To be done: Reproduce every entry exactly.

Supplied material:

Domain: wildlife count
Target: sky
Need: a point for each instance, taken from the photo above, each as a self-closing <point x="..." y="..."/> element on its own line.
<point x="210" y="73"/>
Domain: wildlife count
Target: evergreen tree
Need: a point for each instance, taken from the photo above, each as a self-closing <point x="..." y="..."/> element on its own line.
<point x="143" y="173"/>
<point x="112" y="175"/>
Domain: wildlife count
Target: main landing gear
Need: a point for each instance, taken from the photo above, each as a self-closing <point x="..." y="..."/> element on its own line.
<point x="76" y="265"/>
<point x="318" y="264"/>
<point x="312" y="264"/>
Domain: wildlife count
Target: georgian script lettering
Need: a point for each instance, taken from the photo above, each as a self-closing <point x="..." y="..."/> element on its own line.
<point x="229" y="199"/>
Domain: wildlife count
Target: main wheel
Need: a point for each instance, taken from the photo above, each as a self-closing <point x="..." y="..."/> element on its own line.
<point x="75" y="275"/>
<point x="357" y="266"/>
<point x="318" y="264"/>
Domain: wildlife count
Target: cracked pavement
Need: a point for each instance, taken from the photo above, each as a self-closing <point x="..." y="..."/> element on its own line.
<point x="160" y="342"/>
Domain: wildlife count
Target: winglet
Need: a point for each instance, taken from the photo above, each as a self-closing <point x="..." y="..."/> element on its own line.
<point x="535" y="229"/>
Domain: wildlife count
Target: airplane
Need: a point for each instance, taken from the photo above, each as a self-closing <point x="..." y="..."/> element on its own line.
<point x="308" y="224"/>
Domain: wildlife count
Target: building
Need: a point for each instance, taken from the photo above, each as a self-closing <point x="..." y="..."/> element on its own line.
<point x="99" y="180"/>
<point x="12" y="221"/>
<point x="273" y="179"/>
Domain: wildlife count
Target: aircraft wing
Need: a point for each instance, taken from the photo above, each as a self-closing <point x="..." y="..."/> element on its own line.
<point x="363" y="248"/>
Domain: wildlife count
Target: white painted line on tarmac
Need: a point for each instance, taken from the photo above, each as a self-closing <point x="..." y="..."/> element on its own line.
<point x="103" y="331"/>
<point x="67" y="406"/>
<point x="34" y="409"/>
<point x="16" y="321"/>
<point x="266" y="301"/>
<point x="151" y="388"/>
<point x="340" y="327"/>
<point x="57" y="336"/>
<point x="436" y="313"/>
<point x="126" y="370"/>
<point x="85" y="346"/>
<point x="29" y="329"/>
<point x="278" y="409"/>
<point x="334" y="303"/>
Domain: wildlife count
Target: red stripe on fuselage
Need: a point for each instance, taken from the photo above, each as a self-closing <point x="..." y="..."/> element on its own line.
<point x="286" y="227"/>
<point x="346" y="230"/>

The solution:
Domain: wildlife count
Target: sky
Need: a point for each instance, taken from the photo above, each as a self-closing <point x="..." y="..."/> element on its own line.
<point x="210" y="73"/>
Domain: wildlife count
Target: evergreen tree
Need: a point for each instance, taken from the photo above, each as a self-closing <point x="..." y="..."/> element on its own line.
<point x="143" y="173"/>
<point x="112" y="175"/>
Domain: wildlife count
Target: main landing gear
Need: a point for each instance, taken from the photo above, each as a self-closing <point x="..." y="..."/> element on its own line.
<point x="76" y="265"/>
<point x="318" y="264"/>
<point x="312" y="264"/>
Domain: wildlife count
Target: georgian script lettering
Need: a point for each instance, taken from the photo above, each as a self-closing <point x="..." y="..."/> element on its own line.
<point x="229" y="199"/>
Domain: wildlife count
Target: main wheel
Need: a point for each instance, taken from the photo above, each as a self-closing <point x="..." y="..."/> element on its own line.
<point x="75" y="275"/>
<point x="357" y="266"/>
<point x="318" y="264"/>
Domain: wildlife count
Target: cracked pavement
Need: a point for each instance, taken from the photo above, each as a self-closing <point x="..." y="..."/> element on its own line.
<point x="160" y="342"/>
Domain: wildlife count
Target: winglet
Need: a point for each instance, taken from the photo above, each as a self-closing <point x="..." y="..."/> element on its own line.
<point x="535" y="229"/>
Domain: wildlife count
Target: airplane
Need: a point for each instance, taken from the photo above, each as a self-closing <point x="..." y="..."/> element on its own line.
<point x="308" y="224"/>
Domain: wildlife count
Target: building
Need: a point for each instance, taken from the photo above, each as a self-closing <point x="..." y="..."/> element on its own line.
<point x="99" y="180"/>
<point x="12" y="221"/>
<point x="273" y="179"/>
Domain: wildlife count
Target: aircraft wing
Need: a point for each instance, taken from the photo above, each as a self-closing <point x="..." y="..."/> element on its own line.
<point x="363" y="248"/>
Domain: wildlife count
Target: white painted line on tarmac
Need: a point for each instance, taken from the photo above, each as a self-closing <point x="..." y="..."/> element on its own line.
<point x="103" y="331"/>
<point x="67" y="406"/>
<point x="34" y="409"/>
<point x="16" y="321"/>
<point x="266" y="301"/>
<point x="151" y="388"/>
<point x="340" y="327"/>
<point x="57" y="336"/>
<point x="436" y="313"/>
<point x="126" y="370"/>
<point x="85" y="346"/>
<point x="29" y="329"/>
<point x="278" y="409"/>
<point x="334" y="303"/>
Domain: wildlife count
Target: red stripe on fuselage
Need: a point for each instance, taken from the photo above, each as a self-closing <point x="..." y="..."/> element on its own line.
<point x="286" y="227"/>
<point x="346" y="230"/>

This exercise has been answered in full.